#### THE REQUEST
Copy out the lines of the records below, starting with the line containing "Mark the innermost point of each instance of the wristwatch" and continuing through the end of the records, with both ends included.

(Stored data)
┄┄┄┄┄┄┄┄┄┄┄┄┄┄┄┄┄┄┄┄
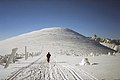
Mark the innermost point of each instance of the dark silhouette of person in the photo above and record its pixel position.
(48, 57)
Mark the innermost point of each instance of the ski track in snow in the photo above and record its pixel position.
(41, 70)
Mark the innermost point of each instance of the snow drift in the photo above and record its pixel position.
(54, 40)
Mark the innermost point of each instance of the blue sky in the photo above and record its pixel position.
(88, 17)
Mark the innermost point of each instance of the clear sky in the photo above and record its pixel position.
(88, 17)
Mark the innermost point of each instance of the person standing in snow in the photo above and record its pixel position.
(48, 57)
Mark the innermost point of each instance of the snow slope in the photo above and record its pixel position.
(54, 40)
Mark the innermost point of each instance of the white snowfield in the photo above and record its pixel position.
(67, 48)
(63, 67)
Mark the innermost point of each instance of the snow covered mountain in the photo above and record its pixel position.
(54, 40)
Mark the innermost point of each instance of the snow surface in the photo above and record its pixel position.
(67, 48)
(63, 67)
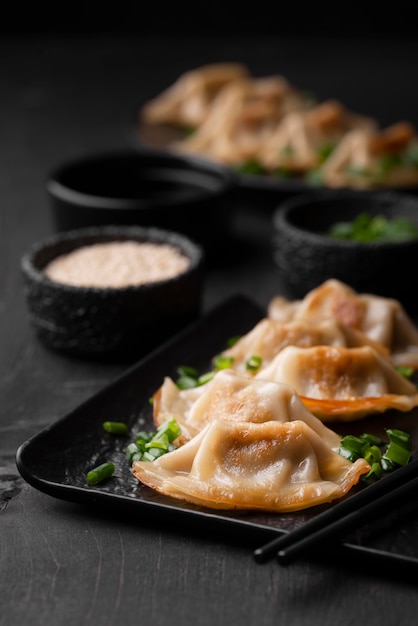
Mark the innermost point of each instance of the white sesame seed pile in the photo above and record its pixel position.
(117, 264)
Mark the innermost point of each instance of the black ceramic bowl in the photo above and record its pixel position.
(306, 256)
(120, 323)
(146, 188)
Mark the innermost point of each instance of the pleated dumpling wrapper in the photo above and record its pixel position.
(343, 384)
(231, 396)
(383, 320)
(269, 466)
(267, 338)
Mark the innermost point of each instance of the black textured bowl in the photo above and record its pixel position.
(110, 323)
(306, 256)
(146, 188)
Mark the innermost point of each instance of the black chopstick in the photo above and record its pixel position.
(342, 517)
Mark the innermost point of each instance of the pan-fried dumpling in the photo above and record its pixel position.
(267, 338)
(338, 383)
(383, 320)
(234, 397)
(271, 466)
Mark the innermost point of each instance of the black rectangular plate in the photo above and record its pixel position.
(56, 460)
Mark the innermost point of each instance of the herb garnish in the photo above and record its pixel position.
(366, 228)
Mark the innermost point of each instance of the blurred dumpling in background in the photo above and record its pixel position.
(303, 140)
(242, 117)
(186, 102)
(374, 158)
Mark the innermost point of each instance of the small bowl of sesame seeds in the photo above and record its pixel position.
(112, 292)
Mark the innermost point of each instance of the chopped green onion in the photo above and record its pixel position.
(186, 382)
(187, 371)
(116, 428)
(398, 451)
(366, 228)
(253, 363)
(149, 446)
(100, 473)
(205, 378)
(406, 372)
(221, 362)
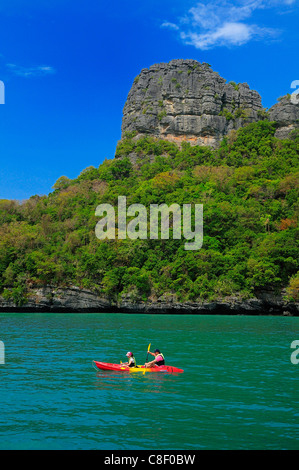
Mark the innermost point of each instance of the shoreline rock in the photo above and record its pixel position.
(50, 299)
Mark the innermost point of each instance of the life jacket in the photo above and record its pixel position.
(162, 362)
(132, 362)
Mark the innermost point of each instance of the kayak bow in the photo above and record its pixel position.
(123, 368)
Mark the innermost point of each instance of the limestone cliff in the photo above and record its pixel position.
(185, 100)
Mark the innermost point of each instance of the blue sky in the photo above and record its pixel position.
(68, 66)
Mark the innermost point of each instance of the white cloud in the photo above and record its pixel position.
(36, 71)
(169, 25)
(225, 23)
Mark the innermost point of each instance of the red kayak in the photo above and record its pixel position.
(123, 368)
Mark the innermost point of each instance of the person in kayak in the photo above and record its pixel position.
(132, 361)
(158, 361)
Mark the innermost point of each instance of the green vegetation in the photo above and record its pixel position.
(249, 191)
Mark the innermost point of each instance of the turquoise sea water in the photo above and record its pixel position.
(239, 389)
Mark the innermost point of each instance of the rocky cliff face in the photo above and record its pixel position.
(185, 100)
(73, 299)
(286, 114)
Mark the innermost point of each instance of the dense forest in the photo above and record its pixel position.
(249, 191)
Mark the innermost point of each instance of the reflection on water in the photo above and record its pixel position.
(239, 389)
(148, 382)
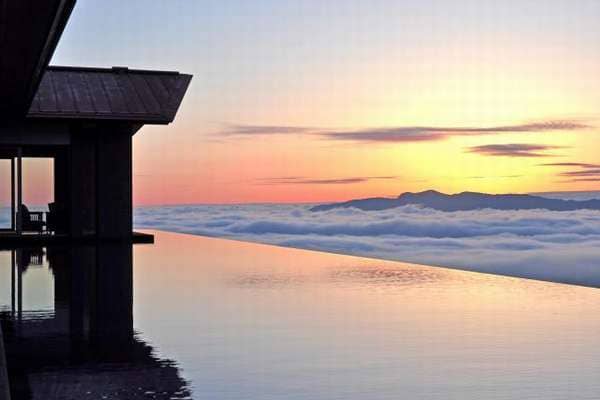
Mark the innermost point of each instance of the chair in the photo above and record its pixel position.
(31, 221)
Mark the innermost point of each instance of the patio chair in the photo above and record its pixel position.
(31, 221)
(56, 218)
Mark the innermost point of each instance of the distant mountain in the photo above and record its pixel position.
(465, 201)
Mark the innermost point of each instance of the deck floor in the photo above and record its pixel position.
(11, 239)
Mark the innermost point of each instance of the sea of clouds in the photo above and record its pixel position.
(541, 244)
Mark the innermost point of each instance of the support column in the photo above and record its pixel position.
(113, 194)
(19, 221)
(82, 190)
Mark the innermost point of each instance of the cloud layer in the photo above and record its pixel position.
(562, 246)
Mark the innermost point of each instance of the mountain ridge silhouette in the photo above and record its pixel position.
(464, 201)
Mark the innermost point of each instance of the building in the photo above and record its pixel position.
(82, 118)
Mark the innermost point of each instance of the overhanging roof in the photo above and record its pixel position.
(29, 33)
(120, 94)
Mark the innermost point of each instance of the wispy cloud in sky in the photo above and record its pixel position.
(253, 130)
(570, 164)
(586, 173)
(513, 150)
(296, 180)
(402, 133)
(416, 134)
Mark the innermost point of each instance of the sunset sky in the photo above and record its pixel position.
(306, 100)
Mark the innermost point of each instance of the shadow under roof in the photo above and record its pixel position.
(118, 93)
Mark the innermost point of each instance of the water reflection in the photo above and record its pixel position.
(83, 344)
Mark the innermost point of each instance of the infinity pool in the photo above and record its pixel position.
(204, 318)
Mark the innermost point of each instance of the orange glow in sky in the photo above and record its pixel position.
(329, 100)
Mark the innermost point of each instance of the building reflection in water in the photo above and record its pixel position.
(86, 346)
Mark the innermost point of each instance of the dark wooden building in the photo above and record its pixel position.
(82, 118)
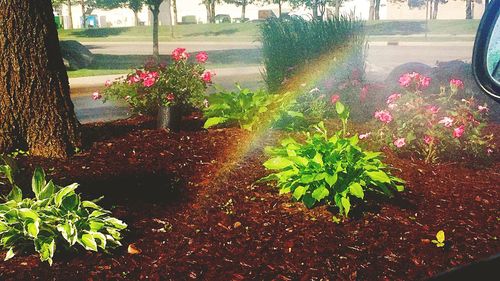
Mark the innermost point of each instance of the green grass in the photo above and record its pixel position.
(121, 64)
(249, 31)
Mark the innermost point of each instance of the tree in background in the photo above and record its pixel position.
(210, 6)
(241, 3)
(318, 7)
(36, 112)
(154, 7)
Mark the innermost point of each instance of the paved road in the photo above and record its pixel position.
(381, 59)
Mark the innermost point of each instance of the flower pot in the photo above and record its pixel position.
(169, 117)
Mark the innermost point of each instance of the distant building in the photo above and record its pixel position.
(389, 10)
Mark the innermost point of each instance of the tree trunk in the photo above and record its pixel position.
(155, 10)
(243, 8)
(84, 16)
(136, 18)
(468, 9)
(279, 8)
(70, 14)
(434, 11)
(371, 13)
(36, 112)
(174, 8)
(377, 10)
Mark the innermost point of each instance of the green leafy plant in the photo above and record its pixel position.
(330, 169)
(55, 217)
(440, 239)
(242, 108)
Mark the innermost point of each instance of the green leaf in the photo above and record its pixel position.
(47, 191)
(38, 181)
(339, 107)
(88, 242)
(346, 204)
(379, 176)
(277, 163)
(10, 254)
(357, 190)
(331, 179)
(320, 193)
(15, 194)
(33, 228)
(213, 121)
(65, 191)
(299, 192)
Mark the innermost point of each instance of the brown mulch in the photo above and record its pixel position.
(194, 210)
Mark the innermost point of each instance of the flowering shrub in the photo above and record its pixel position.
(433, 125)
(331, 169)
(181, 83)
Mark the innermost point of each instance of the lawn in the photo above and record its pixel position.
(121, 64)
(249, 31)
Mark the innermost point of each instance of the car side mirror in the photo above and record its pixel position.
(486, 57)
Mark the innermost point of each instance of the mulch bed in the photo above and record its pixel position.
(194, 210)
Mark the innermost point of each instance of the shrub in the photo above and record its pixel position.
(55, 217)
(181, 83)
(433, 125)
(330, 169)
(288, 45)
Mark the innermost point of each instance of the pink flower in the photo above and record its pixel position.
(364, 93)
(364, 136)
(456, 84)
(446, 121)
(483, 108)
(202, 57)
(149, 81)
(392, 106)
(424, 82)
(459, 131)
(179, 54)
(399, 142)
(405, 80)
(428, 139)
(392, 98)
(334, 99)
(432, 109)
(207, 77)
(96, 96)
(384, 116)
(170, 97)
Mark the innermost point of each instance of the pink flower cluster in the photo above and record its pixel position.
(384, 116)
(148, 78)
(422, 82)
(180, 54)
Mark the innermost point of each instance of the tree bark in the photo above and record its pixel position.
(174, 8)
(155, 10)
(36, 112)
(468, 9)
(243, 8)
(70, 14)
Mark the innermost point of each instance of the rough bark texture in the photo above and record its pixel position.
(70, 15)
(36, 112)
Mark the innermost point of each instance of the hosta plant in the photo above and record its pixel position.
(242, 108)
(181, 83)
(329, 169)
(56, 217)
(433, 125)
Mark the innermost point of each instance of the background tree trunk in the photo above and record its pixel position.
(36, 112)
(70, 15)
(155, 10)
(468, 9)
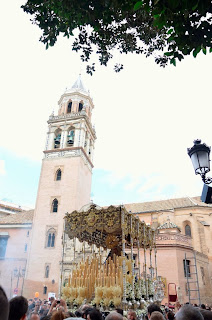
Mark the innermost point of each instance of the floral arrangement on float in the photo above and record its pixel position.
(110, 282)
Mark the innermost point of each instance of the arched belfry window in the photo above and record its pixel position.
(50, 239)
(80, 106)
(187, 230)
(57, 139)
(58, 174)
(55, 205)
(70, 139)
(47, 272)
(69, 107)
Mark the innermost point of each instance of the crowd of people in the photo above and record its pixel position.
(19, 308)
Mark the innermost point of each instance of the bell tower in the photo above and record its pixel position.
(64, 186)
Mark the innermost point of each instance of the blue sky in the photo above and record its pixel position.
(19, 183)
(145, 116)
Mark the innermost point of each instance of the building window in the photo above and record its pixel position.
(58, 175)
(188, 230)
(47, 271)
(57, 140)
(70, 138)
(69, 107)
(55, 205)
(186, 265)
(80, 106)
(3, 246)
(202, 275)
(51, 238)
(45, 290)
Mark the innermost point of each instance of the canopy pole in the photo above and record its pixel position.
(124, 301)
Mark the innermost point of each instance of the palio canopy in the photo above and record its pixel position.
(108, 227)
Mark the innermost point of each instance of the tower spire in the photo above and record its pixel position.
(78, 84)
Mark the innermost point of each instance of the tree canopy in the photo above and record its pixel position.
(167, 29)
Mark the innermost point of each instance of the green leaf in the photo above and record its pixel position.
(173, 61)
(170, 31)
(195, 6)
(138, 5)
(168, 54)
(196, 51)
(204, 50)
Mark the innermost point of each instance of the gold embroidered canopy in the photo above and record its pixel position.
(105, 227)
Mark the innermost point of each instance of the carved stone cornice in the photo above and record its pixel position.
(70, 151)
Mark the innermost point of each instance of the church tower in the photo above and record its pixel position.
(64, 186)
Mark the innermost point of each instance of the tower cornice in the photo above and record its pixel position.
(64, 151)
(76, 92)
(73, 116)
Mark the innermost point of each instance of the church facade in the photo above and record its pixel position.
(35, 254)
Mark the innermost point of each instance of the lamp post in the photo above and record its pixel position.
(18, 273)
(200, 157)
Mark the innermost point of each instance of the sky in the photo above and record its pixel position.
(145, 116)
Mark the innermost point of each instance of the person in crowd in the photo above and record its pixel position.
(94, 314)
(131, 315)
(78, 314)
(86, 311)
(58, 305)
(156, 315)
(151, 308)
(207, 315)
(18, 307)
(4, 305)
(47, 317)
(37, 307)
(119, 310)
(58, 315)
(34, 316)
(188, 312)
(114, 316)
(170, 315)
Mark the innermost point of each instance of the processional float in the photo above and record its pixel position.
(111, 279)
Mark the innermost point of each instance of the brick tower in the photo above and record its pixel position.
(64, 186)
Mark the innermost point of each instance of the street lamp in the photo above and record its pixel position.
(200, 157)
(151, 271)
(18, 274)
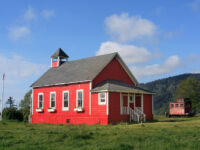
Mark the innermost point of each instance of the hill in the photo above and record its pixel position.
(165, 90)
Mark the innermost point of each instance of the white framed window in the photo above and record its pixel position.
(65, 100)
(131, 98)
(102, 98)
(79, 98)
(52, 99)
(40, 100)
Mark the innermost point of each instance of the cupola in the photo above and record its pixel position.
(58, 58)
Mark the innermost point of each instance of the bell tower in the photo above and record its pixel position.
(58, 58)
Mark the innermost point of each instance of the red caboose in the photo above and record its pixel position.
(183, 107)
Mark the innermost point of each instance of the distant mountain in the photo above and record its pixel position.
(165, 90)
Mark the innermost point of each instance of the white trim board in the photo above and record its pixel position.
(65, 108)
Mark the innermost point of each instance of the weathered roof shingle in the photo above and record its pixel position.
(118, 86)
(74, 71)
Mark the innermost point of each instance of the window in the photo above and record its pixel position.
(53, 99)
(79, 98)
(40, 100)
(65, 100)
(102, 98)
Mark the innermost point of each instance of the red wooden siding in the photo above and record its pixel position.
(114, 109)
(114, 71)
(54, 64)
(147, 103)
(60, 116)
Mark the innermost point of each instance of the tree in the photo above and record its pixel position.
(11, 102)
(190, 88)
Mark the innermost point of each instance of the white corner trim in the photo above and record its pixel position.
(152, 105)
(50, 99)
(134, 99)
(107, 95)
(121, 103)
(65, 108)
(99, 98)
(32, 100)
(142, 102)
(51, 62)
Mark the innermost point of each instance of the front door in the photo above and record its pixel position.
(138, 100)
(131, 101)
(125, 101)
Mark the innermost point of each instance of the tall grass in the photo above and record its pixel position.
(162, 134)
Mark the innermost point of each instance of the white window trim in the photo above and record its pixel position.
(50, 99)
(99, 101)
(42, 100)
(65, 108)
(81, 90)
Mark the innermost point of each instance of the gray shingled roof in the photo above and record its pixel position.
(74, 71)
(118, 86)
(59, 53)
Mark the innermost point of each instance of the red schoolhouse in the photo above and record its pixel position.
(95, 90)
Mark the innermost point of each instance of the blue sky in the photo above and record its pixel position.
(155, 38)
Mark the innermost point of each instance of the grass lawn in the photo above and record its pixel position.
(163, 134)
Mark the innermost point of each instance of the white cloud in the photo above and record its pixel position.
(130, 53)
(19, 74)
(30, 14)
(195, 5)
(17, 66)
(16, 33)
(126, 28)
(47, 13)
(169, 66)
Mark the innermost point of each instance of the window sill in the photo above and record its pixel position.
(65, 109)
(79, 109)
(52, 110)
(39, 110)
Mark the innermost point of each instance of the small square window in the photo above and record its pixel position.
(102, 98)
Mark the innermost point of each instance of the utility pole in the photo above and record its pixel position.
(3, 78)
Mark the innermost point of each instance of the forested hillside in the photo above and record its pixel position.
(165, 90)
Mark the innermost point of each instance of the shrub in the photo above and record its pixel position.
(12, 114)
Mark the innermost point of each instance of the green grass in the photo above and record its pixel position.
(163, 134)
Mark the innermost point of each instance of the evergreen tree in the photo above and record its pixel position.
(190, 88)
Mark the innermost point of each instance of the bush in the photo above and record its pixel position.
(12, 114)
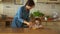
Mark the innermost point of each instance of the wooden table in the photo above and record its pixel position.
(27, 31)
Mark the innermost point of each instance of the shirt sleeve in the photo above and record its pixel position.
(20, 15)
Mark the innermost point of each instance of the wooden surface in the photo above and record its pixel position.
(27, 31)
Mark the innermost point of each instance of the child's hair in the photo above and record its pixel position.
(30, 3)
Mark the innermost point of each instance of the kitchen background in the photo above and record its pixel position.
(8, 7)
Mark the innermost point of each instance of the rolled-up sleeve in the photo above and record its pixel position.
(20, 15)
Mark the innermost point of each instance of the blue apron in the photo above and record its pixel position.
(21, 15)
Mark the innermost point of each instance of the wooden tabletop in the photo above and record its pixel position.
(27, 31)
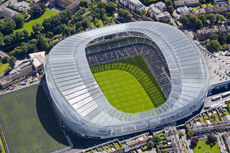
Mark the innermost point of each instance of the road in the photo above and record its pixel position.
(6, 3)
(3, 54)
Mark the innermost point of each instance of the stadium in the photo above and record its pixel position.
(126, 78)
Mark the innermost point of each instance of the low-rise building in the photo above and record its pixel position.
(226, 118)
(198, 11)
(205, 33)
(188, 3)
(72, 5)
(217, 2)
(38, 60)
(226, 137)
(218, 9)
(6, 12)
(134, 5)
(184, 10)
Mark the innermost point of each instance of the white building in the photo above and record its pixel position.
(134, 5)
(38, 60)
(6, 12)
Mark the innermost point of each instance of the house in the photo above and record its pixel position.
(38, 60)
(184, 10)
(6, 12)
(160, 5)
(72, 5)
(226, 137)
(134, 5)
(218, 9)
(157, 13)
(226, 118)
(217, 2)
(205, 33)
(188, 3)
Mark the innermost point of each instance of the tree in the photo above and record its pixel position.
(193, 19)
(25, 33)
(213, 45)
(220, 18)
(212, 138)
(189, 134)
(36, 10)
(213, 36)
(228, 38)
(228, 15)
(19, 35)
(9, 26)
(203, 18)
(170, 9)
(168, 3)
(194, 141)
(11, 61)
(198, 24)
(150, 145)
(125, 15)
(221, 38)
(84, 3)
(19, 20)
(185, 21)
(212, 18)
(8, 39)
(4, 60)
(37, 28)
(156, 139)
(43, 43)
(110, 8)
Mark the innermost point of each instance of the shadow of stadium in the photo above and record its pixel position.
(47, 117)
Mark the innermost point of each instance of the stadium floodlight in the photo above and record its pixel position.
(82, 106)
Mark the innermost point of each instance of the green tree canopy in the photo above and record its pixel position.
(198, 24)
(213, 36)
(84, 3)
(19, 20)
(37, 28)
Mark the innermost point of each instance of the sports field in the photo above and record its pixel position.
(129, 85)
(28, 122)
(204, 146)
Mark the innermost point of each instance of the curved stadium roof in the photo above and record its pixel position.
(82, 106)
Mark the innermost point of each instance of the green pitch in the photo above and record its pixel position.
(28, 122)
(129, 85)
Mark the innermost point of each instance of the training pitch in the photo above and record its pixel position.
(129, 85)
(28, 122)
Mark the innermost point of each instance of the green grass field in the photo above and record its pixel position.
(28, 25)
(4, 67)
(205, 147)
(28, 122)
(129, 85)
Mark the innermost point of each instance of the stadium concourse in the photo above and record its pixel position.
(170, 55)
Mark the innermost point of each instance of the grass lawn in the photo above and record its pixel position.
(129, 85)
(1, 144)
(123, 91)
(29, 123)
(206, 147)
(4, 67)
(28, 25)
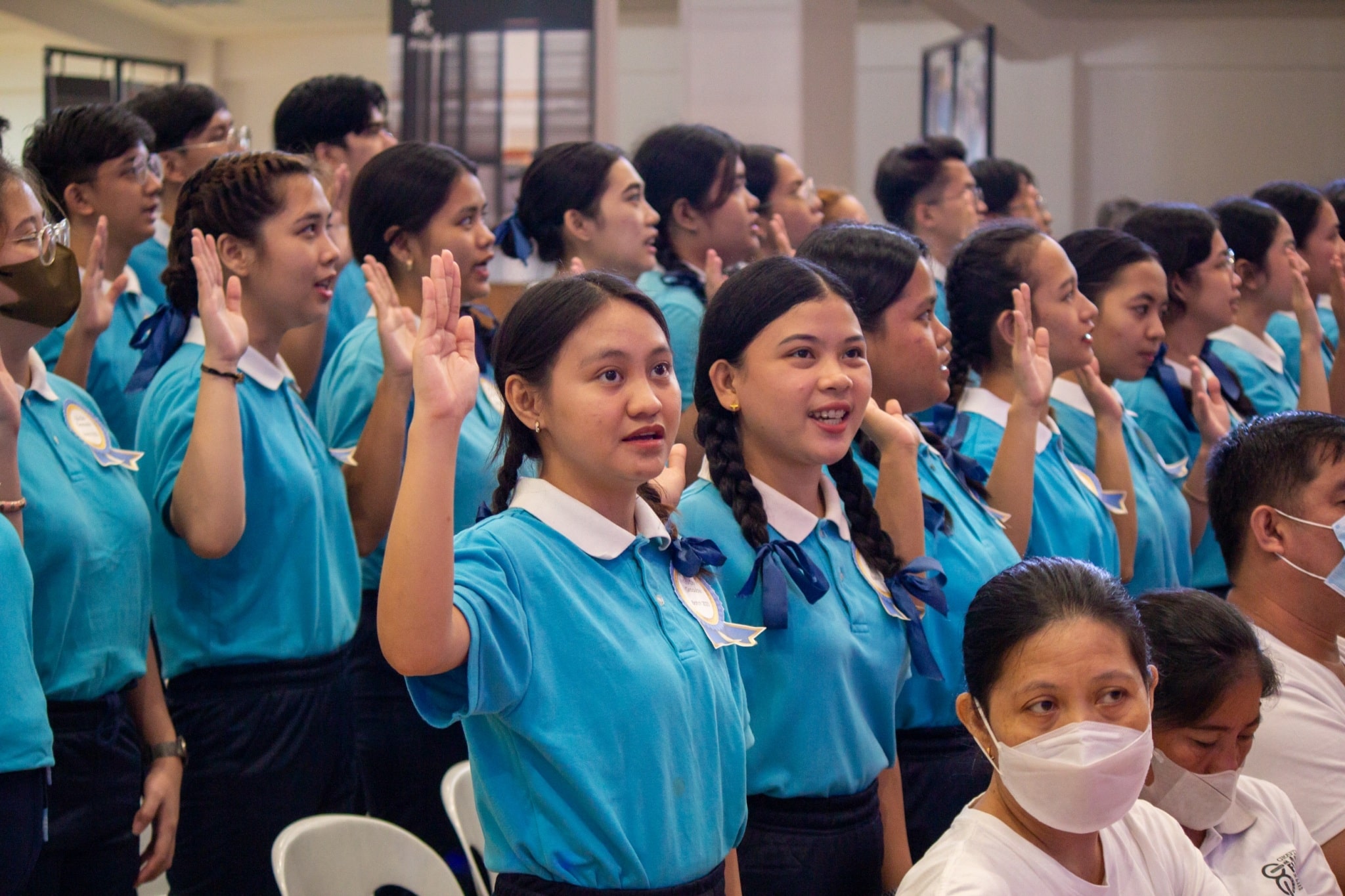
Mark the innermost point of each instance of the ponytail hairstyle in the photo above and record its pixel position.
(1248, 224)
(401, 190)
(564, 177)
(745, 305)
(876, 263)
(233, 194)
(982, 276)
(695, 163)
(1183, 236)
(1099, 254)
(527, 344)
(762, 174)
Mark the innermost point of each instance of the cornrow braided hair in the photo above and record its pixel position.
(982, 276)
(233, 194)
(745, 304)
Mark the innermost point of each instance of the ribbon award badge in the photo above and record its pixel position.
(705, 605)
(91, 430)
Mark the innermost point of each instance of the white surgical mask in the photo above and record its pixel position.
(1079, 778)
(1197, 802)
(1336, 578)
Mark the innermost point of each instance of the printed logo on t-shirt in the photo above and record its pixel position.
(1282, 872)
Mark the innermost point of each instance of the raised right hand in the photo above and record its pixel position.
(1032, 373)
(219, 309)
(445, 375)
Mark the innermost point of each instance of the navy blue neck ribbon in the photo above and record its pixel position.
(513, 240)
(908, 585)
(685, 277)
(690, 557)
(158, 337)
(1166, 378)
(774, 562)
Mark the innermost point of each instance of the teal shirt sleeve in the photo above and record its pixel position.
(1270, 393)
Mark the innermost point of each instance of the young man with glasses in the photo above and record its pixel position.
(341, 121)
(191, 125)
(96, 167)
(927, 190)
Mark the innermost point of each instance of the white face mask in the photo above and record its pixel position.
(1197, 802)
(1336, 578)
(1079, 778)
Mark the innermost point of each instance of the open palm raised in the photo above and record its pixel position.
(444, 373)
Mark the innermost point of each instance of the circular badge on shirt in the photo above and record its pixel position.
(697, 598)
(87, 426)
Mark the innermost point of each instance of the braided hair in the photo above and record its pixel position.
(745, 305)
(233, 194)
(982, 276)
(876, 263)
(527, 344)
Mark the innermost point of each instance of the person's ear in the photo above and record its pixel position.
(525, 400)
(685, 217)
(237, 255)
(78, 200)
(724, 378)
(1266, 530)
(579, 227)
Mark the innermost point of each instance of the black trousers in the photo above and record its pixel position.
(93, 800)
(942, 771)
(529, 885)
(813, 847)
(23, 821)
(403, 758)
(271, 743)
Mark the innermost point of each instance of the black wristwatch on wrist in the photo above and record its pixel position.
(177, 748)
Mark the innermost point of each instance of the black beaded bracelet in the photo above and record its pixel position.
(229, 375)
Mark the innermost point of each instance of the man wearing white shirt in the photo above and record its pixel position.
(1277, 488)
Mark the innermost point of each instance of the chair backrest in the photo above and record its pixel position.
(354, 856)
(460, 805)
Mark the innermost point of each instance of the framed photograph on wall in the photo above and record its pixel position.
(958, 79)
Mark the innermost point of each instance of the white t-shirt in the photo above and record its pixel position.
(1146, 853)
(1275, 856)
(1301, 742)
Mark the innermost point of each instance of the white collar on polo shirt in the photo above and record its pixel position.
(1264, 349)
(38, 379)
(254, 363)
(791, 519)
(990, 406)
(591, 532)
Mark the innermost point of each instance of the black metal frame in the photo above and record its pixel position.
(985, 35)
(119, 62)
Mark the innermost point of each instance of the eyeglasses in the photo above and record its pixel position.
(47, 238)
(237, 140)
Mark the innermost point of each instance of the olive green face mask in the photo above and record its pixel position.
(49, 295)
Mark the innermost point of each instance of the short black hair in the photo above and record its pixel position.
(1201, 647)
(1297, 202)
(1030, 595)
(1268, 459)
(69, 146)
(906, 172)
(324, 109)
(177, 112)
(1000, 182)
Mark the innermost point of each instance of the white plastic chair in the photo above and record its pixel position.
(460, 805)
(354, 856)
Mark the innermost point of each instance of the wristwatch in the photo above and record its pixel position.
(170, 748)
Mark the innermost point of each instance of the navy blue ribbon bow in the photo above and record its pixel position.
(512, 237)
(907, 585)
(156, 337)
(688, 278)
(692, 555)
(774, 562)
┄┄┄┄┄┄┄┄┄┄┄┄┄┄┄┄┄┄┄┄
#### TASK ANSWER
Mark the innermost point of each instance of the wristwatch in the photo above and record its pixel position.
(170, 748)
Mark the innermost point of each instance of the navy blue ribbon bow in the photo above and record its pixel position.
(512, 237)
(907, 585)
(156, 337)
(688, 278)
(692, 555)
(774, 562)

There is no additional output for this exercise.